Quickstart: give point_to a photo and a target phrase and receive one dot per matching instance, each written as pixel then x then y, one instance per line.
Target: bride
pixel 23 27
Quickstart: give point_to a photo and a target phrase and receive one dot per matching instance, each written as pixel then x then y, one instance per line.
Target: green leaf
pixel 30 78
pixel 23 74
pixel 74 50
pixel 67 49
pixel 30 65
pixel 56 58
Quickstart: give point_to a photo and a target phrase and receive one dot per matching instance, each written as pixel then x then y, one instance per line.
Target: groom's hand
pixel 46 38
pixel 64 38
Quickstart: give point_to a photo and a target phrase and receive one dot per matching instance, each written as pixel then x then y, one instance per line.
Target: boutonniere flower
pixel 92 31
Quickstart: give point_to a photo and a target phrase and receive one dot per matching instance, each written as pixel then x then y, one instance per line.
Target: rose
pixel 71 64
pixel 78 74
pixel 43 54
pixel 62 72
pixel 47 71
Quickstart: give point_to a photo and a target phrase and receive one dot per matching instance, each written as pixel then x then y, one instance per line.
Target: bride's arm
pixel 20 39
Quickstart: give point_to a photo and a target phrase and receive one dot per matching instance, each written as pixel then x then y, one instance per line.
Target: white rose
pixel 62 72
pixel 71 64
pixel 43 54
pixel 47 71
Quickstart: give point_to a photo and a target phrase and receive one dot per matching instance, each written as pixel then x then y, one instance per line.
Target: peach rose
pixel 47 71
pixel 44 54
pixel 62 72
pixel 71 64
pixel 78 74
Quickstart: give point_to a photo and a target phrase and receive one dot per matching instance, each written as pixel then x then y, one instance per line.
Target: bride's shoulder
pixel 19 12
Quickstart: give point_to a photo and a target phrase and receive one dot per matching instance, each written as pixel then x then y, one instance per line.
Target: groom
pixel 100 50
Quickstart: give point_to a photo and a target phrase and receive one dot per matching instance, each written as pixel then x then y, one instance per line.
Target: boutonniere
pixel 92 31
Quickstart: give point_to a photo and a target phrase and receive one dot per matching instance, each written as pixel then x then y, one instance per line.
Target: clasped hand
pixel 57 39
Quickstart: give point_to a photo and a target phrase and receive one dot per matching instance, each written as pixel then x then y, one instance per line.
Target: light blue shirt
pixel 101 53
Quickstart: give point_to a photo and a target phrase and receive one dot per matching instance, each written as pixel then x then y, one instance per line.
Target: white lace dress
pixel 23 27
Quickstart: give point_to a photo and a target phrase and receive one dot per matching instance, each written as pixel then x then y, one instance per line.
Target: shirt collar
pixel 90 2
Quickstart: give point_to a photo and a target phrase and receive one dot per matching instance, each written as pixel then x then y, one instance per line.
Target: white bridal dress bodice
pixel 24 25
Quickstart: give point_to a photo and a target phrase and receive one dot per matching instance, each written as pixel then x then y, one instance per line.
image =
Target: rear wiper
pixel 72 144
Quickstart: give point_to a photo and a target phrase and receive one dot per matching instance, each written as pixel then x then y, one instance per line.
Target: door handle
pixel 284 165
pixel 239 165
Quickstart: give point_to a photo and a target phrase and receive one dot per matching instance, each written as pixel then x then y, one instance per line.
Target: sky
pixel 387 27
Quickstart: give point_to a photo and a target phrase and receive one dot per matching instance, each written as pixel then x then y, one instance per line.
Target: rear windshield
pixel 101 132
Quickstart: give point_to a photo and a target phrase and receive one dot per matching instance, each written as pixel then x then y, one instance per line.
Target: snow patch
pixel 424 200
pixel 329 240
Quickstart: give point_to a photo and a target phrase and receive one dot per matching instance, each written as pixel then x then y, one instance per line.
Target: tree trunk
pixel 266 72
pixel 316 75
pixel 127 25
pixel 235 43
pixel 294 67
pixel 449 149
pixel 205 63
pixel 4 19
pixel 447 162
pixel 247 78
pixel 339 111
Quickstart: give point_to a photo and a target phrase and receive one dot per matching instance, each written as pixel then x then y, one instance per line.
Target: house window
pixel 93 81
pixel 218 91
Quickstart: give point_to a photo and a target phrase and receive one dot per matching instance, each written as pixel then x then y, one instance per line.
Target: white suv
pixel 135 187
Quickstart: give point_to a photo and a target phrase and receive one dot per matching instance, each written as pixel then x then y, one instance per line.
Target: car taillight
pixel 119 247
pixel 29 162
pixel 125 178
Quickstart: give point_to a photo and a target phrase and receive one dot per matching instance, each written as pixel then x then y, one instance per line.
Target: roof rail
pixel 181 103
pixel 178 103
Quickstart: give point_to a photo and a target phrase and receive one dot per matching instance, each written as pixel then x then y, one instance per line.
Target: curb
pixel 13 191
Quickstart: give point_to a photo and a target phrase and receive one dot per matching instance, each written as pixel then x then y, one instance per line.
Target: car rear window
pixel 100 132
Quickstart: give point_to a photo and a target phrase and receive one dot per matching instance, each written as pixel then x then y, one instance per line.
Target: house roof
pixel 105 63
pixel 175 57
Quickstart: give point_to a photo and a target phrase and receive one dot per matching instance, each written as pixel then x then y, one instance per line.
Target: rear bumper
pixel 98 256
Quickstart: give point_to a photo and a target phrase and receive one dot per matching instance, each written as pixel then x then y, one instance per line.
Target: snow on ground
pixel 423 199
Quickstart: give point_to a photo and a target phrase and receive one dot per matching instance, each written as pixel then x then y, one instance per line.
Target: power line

* **Set exercise**
Please return the material word for word, beginning with its very first line and stopping after the line that contains "pixel 56 58".

* **Final answer**
Quickstart: give point_to a photo and a target phrase and receive one dot per matching instance, each written as pixel then x then y, one instance per line.
Target: bride
pixel 23 27
Quickstart: give point_to a photo and a target phrase and receive one dot per matching instance, each written as pixel then x then y, one instance per line.
Target: green leaf
pixel 30 78
pixel 23 74
pixel 74 50
pixel 67 49
pixel 30 65
pixel 56 58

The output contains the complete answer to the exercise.